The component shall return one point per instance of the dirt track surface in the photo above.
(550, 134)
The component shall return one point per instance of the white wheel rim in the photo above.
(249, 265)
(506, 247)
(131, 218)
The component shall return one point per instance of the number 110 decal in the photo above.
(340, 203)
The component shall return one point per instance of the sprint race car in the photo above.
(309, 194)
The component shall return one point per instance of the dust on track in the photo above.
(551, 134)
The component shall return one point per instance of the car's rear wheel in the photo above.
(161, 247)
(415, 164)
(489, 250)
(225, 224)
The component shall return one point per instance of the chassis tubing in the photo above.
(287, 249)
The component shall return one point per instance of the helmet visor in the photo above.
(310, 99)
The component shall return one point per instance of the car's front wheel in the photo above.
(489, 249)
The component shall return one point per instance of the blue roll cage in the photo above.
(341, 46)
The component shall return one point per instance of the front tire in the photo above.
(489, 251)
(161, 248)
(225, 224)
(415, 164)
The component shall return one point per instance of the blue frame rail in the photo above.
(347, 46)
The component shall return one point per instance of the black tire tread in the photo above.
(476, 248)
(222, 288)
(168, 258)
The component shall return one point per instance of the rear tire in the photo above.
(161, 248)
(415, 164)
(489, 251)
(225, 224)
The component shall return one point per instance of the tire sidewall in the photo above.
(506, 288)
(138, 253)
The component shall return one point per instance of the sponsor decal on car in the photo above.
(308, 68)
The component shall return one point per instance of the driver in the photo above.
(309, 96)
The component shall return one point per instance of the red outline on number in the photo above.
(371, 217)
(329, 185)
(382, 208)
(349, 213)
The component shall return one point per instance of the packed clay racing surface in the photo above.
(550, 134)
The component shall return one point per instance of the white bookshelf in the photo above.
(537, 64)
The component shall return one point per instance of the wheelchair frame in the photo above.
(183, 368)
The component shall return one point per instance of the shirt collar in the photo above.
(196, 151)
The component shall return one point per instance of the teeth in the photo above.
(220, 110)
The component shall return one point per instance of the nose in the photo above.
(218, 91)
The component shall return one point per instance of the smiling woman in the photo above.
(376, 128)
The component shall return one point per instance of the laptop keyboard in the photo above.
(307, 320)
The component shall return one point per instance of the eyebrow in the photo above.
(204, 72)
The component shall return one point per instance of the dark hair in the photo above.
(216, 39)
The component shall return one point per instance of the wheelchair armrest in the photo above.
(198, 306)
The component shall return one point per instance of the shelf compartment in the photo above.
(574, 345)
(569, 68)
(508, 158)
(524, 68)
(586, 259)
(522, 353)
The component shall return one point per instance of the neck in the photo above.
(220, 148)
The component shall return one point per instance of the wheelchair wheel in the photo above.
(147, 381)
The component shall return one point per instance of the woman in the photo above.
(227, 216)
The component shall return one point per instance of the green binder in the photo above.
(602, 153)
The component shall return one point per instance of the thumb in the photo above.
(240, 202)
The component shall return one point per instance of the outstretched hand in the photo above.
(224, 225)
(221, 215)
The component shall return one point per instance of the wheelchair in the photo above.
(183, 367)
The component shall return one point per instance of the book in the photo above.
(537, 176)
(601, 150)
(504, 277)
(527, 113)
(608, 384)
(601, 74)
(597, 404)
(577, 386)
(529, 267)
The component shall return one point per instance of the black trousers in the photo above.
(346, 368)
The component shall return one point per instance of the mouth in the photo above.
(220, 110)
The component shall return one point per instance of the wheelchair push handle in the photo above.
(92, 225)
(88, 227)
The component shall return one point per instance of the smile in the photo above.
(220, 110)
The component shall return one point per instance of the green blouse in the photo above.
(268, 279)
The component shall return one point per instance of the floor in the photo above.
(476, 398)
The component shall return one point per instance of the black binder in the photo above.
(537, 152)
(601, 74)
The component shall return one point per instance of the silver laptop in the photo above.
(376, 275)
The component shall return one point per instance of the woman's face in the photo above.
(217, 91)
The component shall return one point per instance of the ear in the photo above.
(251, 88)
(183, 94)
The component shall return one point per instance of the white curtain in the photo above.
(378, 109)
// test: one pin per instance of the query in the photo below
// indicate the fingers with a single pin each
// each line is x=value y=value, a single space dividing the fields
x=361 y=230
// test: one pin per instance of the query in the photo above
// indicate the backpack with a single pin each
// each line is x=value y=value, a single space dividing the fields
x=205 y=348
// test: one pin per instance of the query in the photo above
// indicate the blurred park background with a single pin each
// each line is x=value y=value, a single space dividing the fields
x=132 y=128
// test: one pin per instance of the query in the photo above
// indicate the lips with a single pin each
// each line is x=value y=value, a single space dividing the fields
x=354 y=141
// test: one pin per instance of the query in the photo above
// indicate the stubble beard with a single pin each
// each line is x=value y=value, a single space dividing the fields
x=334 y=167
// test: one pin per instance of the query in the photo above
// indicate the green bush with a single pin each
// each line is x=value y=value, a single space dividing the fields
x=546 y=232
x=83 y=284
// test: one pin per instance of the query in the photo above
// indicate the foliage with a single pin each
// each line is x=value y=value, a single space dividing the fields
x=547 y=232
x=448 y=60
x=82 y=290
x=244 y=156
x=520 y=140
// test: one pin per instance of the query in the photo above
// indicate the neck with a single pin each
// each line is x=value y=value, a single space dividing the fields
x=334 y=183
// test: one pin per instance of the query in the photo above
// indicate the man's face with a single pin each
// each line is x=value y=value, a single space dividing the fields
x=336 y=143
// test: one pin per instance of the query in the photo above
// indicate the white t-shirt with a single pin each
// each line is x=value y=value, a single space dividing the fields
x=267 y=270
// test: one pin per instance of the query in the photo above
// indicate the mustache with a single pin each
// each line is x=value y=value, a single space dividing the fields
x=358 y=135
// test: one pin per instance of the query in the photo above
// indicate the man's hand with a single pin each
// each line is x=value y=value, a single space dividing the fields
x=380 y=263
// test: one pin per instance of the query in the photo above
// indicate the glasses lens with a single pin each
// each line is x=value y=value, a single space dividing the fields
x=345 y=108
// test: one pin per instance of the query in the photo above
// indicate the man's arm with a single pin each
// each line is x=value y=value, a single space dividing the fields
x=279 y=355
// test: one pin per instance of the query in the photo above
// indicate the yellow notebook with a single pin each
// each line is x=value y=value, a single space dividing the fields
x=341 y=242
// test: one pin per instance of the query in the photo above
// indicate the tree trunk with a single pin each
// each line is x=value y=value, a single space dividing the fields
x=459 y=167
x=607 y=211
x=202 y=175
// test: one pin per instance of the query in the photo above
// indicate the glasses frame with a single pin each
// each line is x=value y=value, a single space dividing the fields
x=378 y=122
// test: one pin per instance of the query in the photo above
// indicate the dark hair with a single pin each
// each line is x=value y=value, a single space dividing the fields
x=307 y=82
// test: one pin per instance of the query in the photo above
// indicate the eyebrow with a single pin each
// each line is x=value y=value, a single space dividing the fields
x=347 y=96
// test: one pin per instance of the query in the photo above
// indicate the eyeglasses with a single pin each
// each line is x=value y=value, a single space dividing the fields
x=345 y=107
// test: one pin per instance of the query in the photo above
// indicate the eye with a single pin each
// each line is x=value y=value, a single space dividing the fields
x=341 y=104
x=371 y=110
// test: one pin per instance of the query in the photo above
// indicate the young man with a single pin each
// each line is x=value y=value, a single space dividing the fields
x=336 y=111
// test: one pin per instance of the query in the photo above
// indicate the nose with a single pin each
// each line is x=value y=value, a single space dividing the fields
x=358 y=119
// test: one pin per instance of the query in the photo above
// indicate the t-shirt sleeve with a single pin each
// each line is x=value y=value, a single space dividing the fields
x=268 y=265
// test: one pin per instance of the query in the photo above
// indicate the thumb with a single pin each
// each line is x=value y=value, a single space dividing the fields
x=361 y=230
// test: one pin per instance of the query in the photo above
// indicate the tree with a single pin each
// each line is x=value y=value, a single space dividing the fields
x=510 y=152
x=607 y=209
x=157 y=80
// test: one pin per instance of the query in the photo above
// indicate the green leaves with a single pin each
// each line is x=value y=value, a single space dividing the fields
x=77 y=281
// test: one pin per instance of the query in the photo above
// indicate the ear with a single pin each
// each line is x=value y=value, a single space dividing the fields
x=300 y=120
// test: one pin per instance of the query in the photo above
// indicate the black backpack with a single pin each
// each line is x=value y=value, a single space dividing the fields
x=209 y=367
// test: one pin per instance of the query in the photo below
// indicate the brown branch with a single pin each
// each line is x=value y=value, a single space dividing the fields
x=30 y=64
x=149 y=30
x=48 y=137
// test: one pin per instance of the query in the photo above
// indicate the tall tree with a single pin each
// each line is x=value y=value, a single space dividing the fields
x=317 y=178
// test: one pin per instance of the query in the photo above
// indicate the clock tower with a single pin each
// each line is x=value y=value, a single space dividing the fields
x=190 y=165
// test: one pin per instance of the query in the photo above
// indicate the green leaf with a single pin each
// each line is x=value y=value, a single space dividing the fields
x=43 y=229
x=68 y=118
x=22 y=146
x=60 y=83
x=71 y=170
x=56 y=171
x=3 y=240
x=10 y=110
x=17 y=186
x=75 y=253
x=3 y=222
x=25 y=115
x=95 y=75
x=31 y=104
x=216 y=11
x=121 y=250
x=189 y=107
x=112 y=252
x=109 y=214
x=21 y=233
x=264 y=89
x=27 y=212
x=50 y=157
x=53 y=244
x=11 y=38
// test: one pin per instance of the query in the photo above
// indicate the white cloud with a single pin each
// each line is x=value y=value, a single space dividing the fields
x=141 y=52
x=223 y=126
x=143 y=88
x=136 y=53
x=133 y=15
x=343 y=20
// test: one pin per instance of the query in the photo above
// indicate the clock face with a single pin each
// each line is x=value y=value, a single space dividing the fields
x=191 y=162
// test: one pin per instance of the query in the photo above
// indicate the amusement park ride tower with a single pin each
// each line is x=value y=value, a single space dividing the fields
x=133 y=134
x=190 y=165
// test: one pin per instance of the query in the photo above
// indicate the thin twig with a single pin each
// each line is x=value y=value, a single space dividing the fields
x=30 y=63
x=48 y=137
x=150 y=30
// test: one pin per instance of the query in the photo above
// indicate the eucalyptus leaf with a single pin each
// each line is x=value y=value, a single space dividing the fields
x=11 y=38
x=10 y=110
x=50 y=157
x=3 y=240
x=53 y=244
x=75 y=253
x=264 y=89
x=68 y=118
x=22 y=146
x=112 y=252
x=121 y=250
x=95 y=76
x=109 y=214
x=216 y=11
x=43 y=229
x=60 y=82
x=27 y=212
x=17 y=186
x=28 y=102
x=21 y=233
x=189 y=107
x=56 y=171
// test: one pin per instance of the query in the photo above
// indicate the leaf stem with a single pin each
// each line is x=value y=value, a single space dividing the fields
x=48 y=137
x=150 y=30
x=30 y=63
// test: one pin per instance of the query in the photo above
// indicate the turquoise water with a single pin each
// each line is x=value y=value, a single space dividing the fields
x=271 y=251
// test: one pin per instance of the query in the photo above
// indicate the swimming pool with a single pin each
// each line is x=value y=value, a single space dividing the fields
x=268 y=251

### [Action item]
Above are some lines. Repeat exactly, and only, those from the line that has "beard with a single pin each" through the line that has "foliage with a single pin each".

### [Result below]
// indicate the stubble beard with a single pin each
// each line is x=value y=value, a single space dividing the fields
x=334 y=167
// test: one pin per instance of the query in the photo above
// indicate the green bush with a single pin each
// each line is x=value y=value, a single space dividing the fields
x=546 y=232
x=83 y=284
// test: one pin per instance of the query in the photo above
// indicate the foliage with a single pin each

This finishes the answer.